Reading text:
+===+

IOTA 2.0 Introduction Part 5

TL;DR:

IOTA 2.0’s tokenomics revolves around two assets, IOTA tokens and Mana, accessible through decentralized accounts. IOTA tokens provide voting power and are fixed in supply to prevent inflation. Token holders can stake to validate the network or delegate to other users. Mana is generated by holding IOTA tokens and enables various network activities without intermediaries. IOTA’s validators and delegators are rewarded with Mana, not fees, promoting fairness and decentralization.

Tokenomics are the economic principles and incentives that govern a cryptocurrency or digital token.

The IOTA 2.0 tokenomics model revolves around IOTA tokens and Mana. Both of these assets will be accessible through your account, from where you’ll be able to either stake your IOTA tokens and help validate the network or delegate them to a validator.

This blog post provides an overview of accounts, tokens, Mana, and staking. For a more detailed description, we recommend the Wiki version of this article, to be published on October 14th. For an overview of how IOTA 2.0’s tokenomics benefits everyone equally, check out Fair Tokenomics for all Token Holders, scheduled for November 8th.

Accounts

If you want to participate in the IOTA economy, your first step will be to create an account, which you’ll be able to use for any economic activity in the protocol. Accounts are decentralized, so they have no association with the IOTA Foundation or any other party.

Your account is a component on the ledger from which you can stake tokens as a validator, delegate tokens to other validators, claim Mana, and hold credits to issue blocks.

But accounts offer even more advantages. Thanks to IOTA Decentralized Identifiers, accounts can serve as a digital identity that is accessible, transparent, persistent, self-controlled, portable, and interoperable, thereby ensuring digital autonomy.

Let’s look at the two assets held by an account: IOTA tokens and Mana.

IOTA tokens

Unlike traditional blockchain systems that continuously mint new tokens to reward their validators, the total amount of IOTA 2.0 tokens remains fixed, preventing inflation and preserving the value of your tokens.

Holding IOTA tokens also grants voting power in the consensus mechanism and for governance decisions.

However, the real driver behind IOTA tokenomics is the sustainable demand for IOTA tokens created by the utility of Mana, the essential resource for accessing and utilizing the IOTA ledger.

Mana

IOTA tokens generate Mana over time. Mana is a resource that allows you to perform certain actions on the IOTA 2.0 network – think of it like a loyalty score that unlocks features. Unlike most blockchain systems where block creation is reserved for a select group of validators, any IOTA account holder can use their Mana to create transactions and access features like transferring funds, minting an NFT, or engaging with smart contracts, all without having to pay intermediaries.

Each time you create a block on the IOTA network, it will consume Mana, meaning it is subtracted from the Mana balance in your account. The amount of Mana to be consumed depends on the network’s congestion levels; nodes dynamically regulate this amount as transactions are processed.

+===+

Collected data:
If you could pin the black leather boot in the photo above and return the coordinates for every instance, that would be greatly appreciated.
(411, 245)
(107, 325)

+===+

The tasks:
1. Answer these about the IOTA 2.0 tokenomics text:
(a) On what date is the Wiki version of the article to be published?
(b) From an account, what four things can a holder do on the ledger?
(c) What determines how much Mana a block consumes?
2. Duplicate the passage of the IOTA 2.0 tokenomics text between "IOTA tokens generate" and "transactions are processed.", inclusive.

Answers to the exercises:
1.
(a) October 14th.
(b) Stake tokens as a validator, delegate tokens to other validators, claim Mana, and hold credits to issue blocks.
(c) The network's congestion levels.

2.
IOTA tokens generate Mana over time. Mana is a resource that allows you to perform certain actions on the IOTA 2.0 network – think of it like a loyalty score that unlocks features. Unlike most blockchain systems where block creation is reserved for a select group of validators, any IOTA account holder can use their Mana to create transactions and access features like transferring funds, minting an NFT, or engaging with smart contracts, all without having to pay intermediaries.

Each time you create a block on the IOTA network, it will consume Mana, meaning it is subtracted from the Mana balance in your account. The amount of Mana to be consumed depends on the network’s congestion levels; nodes dynamically regulate this amount as transactions are processed.